- _THE PROBLEM_
Can the data below be set down again exactly, line for line?

- _PROVIDED RECORDS_
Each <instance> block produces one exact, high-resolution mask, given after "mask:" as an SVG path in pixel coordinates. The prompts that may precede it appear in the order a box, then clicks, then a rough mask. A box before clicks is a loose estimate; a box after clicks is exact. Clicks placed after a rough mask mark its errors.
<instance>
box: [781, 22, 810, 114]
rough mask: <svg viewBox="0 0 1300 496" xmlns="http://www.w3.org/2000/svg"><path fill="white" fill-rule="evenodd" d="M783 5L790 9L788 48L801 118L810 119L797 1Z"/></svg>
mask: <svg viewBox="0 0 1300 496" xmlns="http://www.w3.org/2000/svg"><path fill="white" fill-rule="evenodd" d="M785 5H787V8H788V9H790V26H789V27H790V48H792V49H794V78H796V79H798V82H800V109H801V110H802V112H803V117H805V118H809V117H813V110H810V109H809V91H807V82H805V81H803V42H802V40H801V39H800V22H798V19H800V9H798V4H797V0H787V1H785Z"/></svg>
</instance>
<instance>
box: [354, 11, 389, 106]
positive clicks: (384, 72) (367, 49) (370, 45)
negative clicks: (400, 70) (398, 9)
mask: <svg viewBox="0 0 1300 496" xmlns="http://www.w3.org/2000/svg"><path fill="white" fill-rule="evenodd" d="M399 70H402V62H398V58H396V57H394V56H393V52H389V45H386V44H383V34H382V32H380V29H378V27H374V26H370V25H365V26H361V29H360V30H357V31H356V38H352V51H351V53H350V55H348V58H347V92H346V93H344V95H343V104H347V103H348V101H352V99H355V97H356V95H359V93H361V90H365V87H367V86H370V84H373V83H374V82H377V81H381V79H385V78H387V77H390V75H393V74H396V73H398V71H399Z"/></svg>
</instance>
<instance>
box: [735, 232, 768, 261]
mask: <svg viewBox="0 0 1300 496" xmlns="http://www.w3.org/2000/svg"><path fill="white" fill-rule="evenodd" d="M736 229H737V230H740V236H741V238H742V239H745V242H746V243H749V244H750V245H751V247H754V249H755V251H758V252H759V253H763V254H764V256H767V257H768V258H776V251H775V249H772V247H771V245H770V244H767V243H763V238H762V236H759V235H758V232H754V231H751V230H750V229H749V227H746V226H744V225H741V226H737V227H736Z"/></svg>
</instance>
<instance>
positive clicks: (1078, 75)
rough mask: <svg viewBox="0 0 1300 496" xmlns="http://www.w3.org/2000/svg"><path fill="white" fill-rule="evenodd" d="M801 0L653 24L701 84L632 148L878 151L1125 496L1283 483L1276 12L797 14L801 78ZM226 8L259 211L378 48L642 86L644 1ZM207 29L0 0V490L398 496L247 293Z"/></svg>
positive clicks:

- _RESPONSE FOR THIS EXERCISE_
Each <instance> block produces one exact, high-resolution mask, given after "mask:" as an SVG path in pixel coordinates. The prompts that may precede it appear in the order a box, then clicks, then a rough mask. A box before clicks is a loose estimate; a box after clicks is exact. Clicks placed after a rough mask mark its errors.
<instance>
box: [781, 22, 810, 114]
rough mask: <svg viewBox="0 0 1300 496" xmlns="http://www.w3.org/2000/svg"><path fill="white" fill-rule="evenodd" d="M783 5L790 9L788 48L801 118L810 119L797 1Z"/></svg>
mask: <svg viewBox="0 0 1300 496" xmlns="http://www.w3.org/2000/svg"><path fill="white" fill-rule="evenodd" d="M785 5H787V8H788V9H790V26H789V27H790V48H792V49H794V78H796V79H798V82H800V109H801V110H802V112H803V117H805V118H809V117H813V110H810V109H809V91H807V82H805V81H803V42H802V40H801V39H800V22H798V19H800V9H798V4H797V0H787V1H785Z"/></svg>
</instance>
<instance>
box: [354, 11, 389, 106]
positive clicks: (384, 72) (367, 49) (370, 45)
negative clicks: (400, 70) (398, 9)
mask: <svg viewBox="0 0 1300 496" xmlns="http://www.w3.org/2000/svg"><path fill="white" fill-rule="evenodd" d="M399 70H402V62H398V58H396V57H394V56H393V52H389V45H386V44H383V34H382V32H380V29H378V27H374V26H370V25H365V26H361V29H360V30H357V31H356V38H352V51H351V53H350V55H348V58H347V92H346V93H344V95H343V104H347V103H348V101H352V99H355V97H356V95H359V93H361V90H365V87H367V86H370V84H373V83H374V82H377V81H381V79H385V78H387V77H390V75H393V74H396V73H398V71H399Z"/></svg>
</instance>
<instance>
box: [735, 232, 768, 261]
mask: <svg viewBox="0 0 1300 496" xmlns="http://www.w3.org/2000/svg"><path fill="white" fill-rule="evenodd" d="M736 229H737V230H740V236H741V238H742V239H745V242H746V243H749V244H750V245H751V247H754V249H755V251H758V252H759V253H763V254H764V256H767V257H768V258H776V251H775V249H772V247H771V245H770V244H767V243H763V238H762V236H759V235H758V232H754V231H751V230H750V229H749V227H746V226H744V225H741V226H737V227H736Z"/></svg>
</instance>
<instance>
positive clicks: (1078, 75)
rough mask: <svg viewBox="0 0 1300 496" xmlns="http://www.w3.org/2000/svg"><path fill="white" fill-rule="evenodd" d="M801 0L653 24L701 84L632 148L878 151L1125 496L1283 483L1276 12L797 14L801 78ZM226 8L259 211L378 48L642 86L644 1ZM207 29L0 0V490L398 496L247 293Z"/></svg>
positive clicks:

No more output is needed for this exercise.